[AUSGEWÄHLTER TEXT]
====

# Futter für die Fische



## Dalmore86 (16. Aug. 2018)

Moin moin

Da ich neu im Forum bin stelle ich mich mal kurz vor.
Ich bin Christian und im Besitz eines 17500l teiches.
Die Filtertechnick besteht aus
Oase Biotec Eco Premium 80000
Oase Aqua Max eco 12000
Oase Swim Skim

Die Quelle wird mit einer Oase Aqua Max eco 12000 betrieben.

Der Fisch Besatz ist
14 Koi
4 __ Störe
8 Goldfische
2 Goldschlein
1 __ Graskarpfen
30-40 Grundlinge

Nun mal meine Frage an alle.
Was füttert ihr eure Fisch? Ist es doch alles fertig gekauftes oder füttert ihr doch andere Sachen. Würde mich über Kommentare freuen


----------



## jolantha (16. Aug. 2018)

Hallo Dalmore, 
willkommen hier . 
gibt es bitte mal ein paar Bilder vom Zustand des Teiches , und eine nähere Beschreibung wäre auch toll 
Meiner Meinung nach sind es ein paar zuviel Fische für 17500 Liter, und __ Störe gehören schon mal gar nicht in einen Gartenteich . 
Störe sind __ Flußfische, und können z.B. nicht rückwärts schwimmen, wenn die zu dicht in die Flachzone kommen, landen
sie irgendwann auf dem Trockenen.


----------



## Dalmore86 (16. Aug. 2018)

jolantha schrieb:


> Hallo Dalmore,
> willkommen hier .
> gibt es bitte mal ein paar Bilder vom Zustand des Teiches , und eine nähere Beschreibung wäre auch toll
> Meiner Meinung nach sind es ein paar zuviel Fische für 17500 Liter, und __ Störe gehören schon mal gar nicht in einen Gartenteich .
> ...


Flachzonen so direkt habe ich nicht also kein Problem für die störe und Strömung ist genug da. Was wird mit näherer Beschreibung gemeint ?


----------



## goldi_garten (16. Aug. 2018)

====

[AUFGEFÜHRTE EINTRÄGE]
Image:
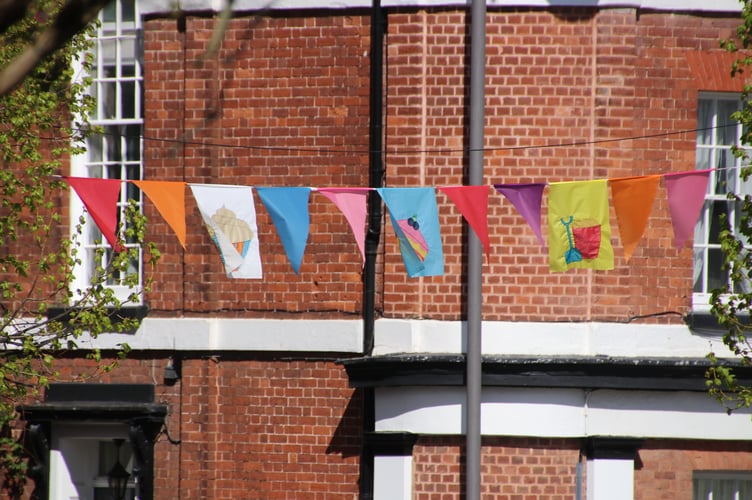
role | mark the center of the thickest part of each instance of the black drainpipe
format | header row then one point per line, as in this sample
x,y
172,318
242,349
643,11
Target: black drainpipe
x,y
375,180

====

[ZU BEARBEITEN]
a: Was können Störe laut dem ausgewählten Text nicht?
b: Schreiben Sie aus dem ausgewählten Text den Abschnitt ab, der mit „## jolantha (16.“ beginnt und mit „auf dem Trockenen.“ endet.

[LÖSUNGEN IM EINZELNEN]
a: Sie können nicht rückwärts schwimmen.

b:
## jolantha (16. Aug. 2018)

Hallo Dalmore, 
willkommen hier . 
gibt es bitte mal ein paar Bilder vom Zustand des Teiches , und eine nähere Beschreibung wäre auch toll 
Meiner Meinung nach sind es ein paar zuviel Fische für 17500 Liter, und __ Störe gehören schon mal gar nicht in einen Gartenteich . 
Störe sind __ Flußfische, und können z.B. nicht rückwärts schwimmen, wenn die zu dicht in die Flachzone kommen, landen
sie irgendwann auf dem Trockenen.